*EXERCISE PROMPT*
Every entry must appear in the answer exactly as written.

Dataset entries
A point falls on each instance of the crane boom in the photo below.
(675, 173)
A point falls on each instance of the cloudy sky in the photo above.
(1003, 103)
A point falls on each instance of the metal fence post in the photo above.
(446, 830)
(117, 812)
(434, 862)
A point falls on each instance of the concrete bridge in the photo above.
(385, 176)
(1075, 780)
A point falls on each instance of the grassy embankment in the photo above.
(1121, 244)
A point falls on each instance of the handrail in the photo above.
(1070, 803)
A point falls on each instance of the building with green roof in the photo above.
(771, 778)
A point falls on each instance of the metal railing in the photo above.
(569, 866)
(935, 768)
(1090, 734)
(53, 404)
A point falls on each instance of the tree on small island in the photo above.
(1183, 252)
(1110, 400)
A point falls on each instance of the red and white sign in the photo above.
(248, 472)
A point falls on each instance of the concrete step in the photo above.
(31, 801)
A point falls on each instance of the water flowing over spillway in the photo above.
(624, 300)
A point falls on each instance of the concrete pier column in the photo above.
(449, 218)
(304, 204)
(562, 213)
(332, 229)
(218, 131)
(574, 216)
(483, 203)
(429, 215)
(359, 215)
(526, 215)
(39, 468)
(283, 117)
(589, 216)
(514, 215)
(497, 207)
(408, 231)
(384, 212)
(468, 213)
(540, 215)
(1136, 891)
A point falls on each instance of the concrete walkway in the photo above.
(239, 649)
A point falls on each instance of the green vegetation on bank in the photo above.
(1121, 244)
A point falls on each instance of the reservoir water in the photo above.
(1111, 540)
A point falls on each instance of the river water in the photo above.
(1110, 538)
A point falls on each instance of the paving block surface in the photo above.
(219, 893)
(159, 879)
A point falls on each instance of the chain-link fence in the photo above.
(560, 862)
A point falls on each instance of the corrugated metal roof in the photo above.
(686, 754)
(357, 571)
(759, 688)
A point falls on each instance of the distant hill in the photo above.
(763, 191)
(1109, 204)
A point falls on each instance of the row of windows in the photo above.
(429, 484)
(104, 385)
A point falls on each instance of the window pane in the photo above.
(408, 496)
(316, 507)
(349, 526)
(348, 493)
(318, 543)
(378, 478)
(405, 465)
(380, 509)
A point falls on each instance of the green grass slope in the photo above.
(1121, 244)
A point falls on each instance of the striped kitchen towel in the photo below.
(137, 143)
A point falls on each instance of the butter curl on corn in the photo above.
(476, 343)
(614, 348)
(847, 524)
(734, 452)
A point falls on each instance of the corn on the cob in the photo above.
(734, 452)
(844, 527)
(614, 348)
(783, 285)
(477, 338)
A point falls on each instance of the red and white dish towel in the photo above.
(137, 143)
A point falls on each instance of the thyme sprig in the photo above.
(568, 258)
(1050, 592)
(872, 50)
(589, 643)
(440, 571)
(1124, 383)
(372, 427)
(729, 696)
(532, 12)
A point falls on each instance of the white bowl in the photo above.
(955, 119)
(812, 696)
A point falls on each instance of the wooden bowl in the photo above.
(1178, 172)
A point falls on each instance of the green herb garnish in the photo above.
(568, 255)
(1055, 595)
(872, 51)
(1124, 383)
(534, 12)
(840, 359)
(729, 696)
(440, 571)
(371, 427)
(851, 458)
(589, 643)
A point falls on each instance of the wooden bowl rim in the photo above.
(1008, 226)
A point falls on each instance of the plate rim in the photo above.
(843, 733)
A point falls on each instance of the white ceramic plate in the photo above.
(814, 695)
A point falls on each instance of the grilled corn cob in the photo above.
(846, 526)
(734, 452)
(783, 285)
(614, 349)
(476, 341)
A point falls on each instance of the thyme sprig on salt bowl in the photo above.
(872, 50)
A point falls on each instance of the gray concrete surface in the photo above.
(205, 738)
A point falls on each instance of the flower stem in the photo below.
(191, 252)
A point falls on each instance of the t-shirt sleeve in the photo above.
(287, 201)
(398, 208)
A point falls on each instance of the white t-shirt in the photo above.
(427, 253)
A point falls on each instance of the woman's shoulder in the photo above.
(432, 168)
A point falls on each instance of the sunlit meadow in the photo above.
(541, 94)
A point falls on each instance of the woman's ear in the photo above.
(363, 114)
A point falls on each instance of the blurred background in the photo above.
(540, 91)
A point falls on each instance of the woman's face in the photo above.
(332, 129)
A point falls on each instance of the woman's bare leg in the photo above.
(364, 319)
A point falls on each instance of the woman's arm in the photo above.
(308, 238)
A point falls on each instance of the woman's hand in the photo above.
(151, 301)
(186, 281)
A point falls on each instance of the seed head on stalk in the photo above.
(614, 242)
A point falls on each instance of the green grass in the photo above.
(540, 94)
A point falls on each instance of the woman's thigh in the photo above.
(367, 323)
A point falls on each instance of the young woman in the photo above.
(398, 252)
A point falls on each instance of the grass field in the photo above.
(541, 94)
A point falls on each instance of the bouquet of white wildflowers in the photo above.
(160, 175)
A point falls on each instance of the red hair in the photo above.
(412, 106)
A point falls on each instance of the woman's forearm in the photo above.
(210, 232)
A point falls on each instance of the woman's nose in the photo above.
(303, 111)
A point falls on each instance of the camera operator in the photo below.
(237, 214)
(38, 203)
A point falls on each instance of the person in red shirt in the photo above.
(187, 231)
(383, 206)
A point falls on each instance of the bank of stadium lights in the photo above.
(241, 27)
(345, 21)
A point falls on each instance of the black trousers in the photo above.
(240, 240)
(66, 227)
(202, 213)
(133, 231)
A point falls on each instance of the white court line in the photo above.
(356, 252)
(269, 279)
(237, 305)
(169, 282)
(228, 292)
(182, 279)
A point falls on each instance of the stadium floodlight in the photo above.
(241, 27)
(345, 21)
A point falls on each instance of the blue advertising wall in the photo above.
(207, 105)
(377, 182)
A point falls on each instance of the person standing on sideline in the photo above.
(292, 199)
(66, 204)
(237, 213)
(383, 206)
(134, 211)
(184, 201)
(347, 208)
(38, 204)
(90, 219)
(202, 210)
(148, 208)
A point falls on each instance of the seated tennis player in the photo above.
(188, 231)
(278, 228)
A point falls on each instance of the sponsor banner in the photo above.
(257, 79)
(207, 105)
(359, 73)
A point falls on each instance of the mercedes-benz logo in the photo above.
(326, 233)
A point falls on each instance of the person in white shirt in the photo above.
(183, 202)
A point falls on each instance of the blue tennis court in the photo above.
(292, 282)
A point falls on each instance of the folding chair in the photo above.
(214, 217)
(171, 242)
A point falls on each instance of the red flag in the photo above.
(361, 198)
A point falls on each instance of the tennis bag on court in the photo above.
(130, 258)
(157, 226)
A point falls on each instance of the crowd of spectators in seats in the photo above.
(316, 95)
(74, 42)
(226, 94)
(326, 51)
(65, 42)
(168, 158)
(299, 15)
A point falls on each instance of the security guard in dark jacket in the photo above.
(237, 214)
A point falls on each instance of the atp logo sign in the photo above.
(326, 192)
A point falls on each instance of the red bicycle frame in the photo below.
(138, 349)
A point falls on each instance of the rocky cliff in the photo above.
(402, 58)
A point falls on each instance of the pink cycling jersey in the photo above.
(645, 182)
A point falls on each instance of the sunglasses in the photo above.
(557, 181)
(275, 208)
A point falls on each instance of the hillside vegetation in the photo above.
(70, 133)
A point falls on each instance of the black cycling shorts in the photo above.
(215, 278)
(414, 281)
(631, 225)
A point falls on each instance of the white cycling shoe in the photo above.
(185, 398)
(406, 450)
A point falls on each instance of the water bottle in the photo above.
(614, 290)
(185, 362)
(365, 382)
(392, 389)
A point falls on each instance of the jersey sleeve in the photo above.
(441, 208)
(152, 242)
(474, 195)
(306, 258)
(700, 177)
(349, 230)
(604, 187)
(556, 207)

*RESULT OF THE TASK*
A point falls on each instance of the crane boom in the photo below.
(675, 173)
A point falls on each instance of the cloudy sky in the photo above.
(1003, 103)
A point falls on each instance of the metal fence post in the photo above.
(446, 830)
(117, 812)
(434, 862)
A point falls on each instance of the concrete bridge in the photo above.
(385, 176)
(1075, 780)
A point falls on each instance of the grassy embankment in the photo above.
(1121, 244)
A point falls on each instance of the handrail in the photo above.
(1070, 803)
A point falls on each instance of the building with green roof in the photo above.
(771, 778)
A point falls on each instance of the metal railing in the photo above.
(569, 866)
(935, 768)
(1090, 734)
(53, 404)
A point falls on each instance of the tree on small island in the photo above.
(1183, 252)
(1110, 400)
A point falls on each instance of the red and white sign in the photo above.
(248, 472)
A point falls on each instance of the concrete step in the photo above.
(31, 801)
A point falls on each instance of the water flowing over spillway in the photo above.
(624, 300)
A point falls on each instance of the concrete pier column in the photo above.
(449, 218)
(304, 204)
(562, 213)
(332, 229)
(218, 131)
(574, 216)
(483, 203)
(429, 215)
(359, 215)
(526, 215)
(39, 468)
(283, 117)
(589, 216)
(514, 215)
(497, 207)
(408, 231)
(384, 212)
(468, 213)
(540, 215)
(1136, 891)
A point falls on each instance of the concrete walkway in the photo above.
(239, 649)
A point falls on each instance of the green vegetation on bank in the photo above.
(1121, 244)
A point falls on each instance of the reservoir water in the photo above.
(1111, 540)
A point falls on each instance of the river water in the photo above.
(1110, 538)
A point falls on each instance of the paving block surface in the photo above.
(219, 893)
(159, 879)
A point falls on each instance of the chain-link fence in the photo above.
(560, 862)
A point falls on each instance of the corrugated metal roof in the photo above.
(686, 754)
(357, 571)
(759, 688)
A point falls on each instance of the distant hill in the photo above.
(763, 191)
(1109, 204)
A point falls on each instance of the row of windows in the photo above.
(429, 484)
(104, 385)
A point falls on each instance of the window pane in the photo above.
(408, 496)
(316, 507)
(349, 526)
(348, 493)
(318, 543)
(378, 478)
(405, 465)
(380, 509)
A point falls on each instance of the green grass slope in the photo above.
(1121, 244)
A point falls on each instance of the striped kitchen towel in the photo below.
(137, 143)
A point falls on each instance of the butter curl on corn in the photo above.
(476, 343)
(614, 348)
(847, 524)
(734, 452)
A point falls on each instance of the corn on the cob in the photo above.
(734, 452)
(844, 527)
(614, 348)
(783, 285)
(477, 338)
A point falls on each instance of the red and white dish towel in the photo above.
(137, 143)
A point falls on each instance of the thyme sprig in the photo above.
(568, 258)
(1050, 592)
(872, 50)
(589, 643)
(440, 571)
(1124, 383)
(372, 427)
(729, 696)
(532, 12)
A point falls on each instance of the white bowl in the photo above.
(955, 119)
(812, 696)
A point falls on each instance of the wooden bowl in the photo above.
(1178, 172)
A point falls on each instance of the green herb garnish in the photo above.
(568, 255)
(1055, 595)
(872, 51)
(1124, 383)
(534, 12)
(840, 359)
(729, 696)
(440, 571)
(371, 427)
(851, 458)
(589, 643)
A point falls on each instance of the wooden bowl rim in the photo above.
(1008, 226)
A point falls on each instance of the plate rim in the photo above.
(843, 733)
A point falls on each instance of the white ceramic plate in the photo above.
(814, 695)
A point falls on each instance of the grilled corn cob in the photo above.
(846, 526)
(734, 452)
(783, 285)
(614, 349)
(476, 341)
A point falls on each instance of the thyme sprig on salt bowl in the photo above.
(872, 50)
A point falls on each instance of the gray concrete surface in the photo above.
(205, 738)
A point falls on each instance of the flower stem in the photo below.
(191, 252)
A point falls on each instance of the t-shirt sleeve in the photo above.
(287, 201)
(398, 208)
A point falls on each instance of the white t-shirt in the photo above.
(427, 253)
A point falls on each instance of the woman's shoulder in the photo above.
(432, 168)
A point falls on each instance of the sunlit meadow in the photo above.
(541, 94)
A point falls on each instance of the woman's ear in the photo above.
(363, 114)
A point falls on each instance of the blurred background in the photo above.
(540, 91)
A point falls on each instance of the woman's face in the photo above.
(332, 129)
A point falls on each instance of the woman's bare leg in the photo above.
(364, 319)
A point falls on each instance of the woman's arm in the photo above.
(308, 238)
A point falls on each instance of the woman's hand in the photo above.
(151, 301)
(186, 281)
A point falls on each instance of the seed head on stalk in the photo above.
(614, 242)
A point falls on each instance of the green grass in the photo above.
(540, 94)
A point falls on each instance of the woman's thigh in the photo above.
(367, 323)
A point falls on each instance of the young woman in the photo above.
(398, 252)
A point falls on each instance of the grass field in the photo above.
(541, 94)
A point falls on each instance of the bouquet of white wildflowers in the photo above.
(160, 175)
A point falls on each instance of the red hair in the photo above.
(412, 106)
A point falls on each instance of the woman's forearm in the photo above.
(210, 232)
A point falls on each instance of the woman's nose in the photo above.
(303, 111)
A point falls on each instance of the camera operator in the photo below.
(237, 214)
(38, 203)
A point falls on each instance of the person in red shirt in the photo above.
(187, 231)
(383, 206)
A point falls on each instance of the bank of stadium lights in the photo above.
(241, 27)
(345, 21)
A point falls on each instance of the black trousers in the photo above.
(240, 240)
(66, 227)
(202, 213)
(133, 231)
A point falls on each instance of the white court line in the photo above.
(356, 252)
(269, 279)
(237, 305)
(169, 282)
(228, 292)
(182, 279)
A point falls on each instance of the stadium floodlight in the photo above.
(241, 27)
(345, 21)
A point falls on each instance of the blue advertising wall in the photo above.
(207, 105)
(377, 182)
A point falls on each instance of the person standing on sideline in the photo above.
(292, 199)
(66, 204)
(237, 213)
(383, 206)
(134, 211)
(184, 201)
(347, 208)
(38, 204)
(90, 219)
(202, 210)
(148, 208)
A point falls on each instance of the seated tennis player in the photo above.
(188, 231)
(278, 228)
A point falls on each instance of the sponsor banner in the photo above.
(257, 79)
(207, 105)
(359, 73)
A point falls on each instance of the mercedes-benz logo in the photo above.
(326, 233)
A point falls on each instance of the person in white shirt in the photo above.
(183, 202)
A point falls on each instance of the blue tennis court in the photo above.
(292, 282)
A point falls on each instance of the folding chair in the photo above.
(214, 217)
(171, 242)
A point falls on each instance of the red flag in the photo above.
(361, 198)
A point falls on each instance of the tennis bag on court in the photo above.
(130, 258)
(157, 226)
A point falls on each instance of the crowd of spectators in seats in the photo above.
(316, 95)
(74, 42)
(226, 94)
(326, 51)
(65, 42)
(168, 158)
(299, 15)
A point falls on each instance of the security guard in dark jacket in the photo above.
(237, 214)
A point falls on each instance of the atp logo sign in the photo above.
(326, 192)
A point falls on each instance of the red bicycle frame in the photo below.
(138, 349)
A point falls on each instance of the rocky cliff in the photo above.
(402, 58)
A point falls on each instance of the pink cycling jersey in the photo above.
(645, 182)
A point falls on each instance of the sunglasses in the photo above.
(557, 181)
(275, 208)
A point falls on each instance of the hillside vegetation in the photo above.
(70, 133)
A point falls on each instance of the black cycling shorts in the photo above.
(215, 278)
(414, 281)
(631, 225)
A point falls on each instance of the white cycling shoe in the photo above.
(185, 398)
(406, 450)
A point falls on each instance of the water bottle in the photo above.
(614, 290)
(185, 362)
(365, 382)
(392, 389)
A point falls on each instance of the jersey sleeve in the photo above.
(441, 208)
(152, 242)
(474, 195)
(306, 258)
(700, 177)
(349, 230)
(604, 187)
(556, 207)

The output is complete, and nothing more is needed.